Items from a dataset
──────
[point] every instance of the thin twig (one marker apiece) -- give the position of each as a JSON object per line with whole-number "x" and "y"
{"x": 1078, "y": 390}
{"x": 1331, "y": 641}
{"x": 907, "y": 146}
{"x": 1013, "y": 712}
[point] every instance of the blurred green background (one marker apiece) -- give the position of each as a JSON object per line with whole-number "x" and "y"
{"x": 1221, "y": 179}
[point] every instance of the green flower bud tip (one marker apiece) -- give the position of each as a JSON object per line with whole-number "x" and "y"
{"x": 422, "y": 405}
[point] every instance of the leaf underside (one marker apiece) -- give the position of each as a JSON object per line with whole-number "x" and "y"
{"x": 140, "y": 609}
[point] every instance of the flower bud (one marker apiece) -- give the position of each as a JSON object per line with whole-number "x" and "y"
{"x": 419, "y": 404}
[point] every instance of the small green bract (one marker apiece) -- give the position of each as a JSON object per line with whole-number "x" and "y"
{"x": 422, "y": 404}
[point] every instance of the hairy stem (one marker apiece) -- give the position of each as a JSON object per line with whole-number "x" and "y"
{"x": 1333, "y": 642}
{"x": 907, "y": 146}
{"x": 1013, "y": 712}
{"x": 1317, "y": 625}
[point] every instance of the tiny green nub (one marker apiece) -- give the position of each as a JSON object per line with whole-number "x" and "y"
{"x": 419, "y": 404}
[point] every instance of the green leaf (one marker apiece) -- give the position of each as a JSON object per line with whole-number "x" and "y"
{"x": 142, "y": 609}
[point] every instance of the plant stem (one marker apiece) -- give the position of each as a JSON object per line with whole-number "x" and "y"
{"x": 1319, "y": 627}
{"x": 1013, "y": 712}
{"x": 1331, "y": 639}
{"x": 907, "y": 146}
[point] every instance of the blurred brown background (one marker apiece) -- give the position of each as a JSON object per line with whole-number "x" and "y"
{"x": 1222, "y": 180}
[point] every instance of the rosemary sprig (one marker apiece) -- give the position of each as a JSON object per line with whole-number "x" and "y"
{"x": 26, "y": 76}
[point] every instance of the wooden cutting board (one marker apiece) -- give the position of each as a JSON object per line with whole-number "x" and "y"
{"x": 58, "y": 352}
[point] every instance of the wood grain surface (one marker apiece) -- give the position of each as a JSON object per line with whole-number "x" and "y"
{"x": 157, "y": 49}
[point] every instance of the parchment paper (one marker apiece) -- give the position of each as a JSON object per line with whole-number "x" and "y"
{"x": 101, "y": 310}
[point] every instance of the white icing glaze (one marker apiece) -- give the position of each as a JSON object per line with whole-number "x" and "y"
──────
What the task asks – Only the lines from the one with "[point] every instance of the blurred brown" through the final line above belong in the answer, each retyped exactly.

Reply to the exercise –
[point] every instance of the blurred brown background (one marker apiece) -- give the position of each as a JSON object per line with whole-number "x" and "y"
{"x": 1222, "y": 180}
[point] every instance of the rosemary sprig (one marker apiece) -- give the position of each as a JSON object per line with whole-number "x" and "y"
{"x": 26, "y": 76}
[point] every instance of the wooden cutting board (one marker apiece) -- give the position of each as a JSON object per line with whole-number "x" and "y"
{"x": 58, "y": 352}
[point] every instance of the wood grain surface (one marker apiece) -- give the position of each as a JSON object per line with whole-number "x" and "y"
{"x": 157, "y": 49}
[point] every instance of the parchment paper (one marker apiece) -- give the position of each as a JSON object per line with whole-number "x" and "y"
{"x": 101, "y": 310}
[point] every instance of the white icing glaze (one marker apiece) -- give the position of each as a JSON object per line with whole-number "x" and "y"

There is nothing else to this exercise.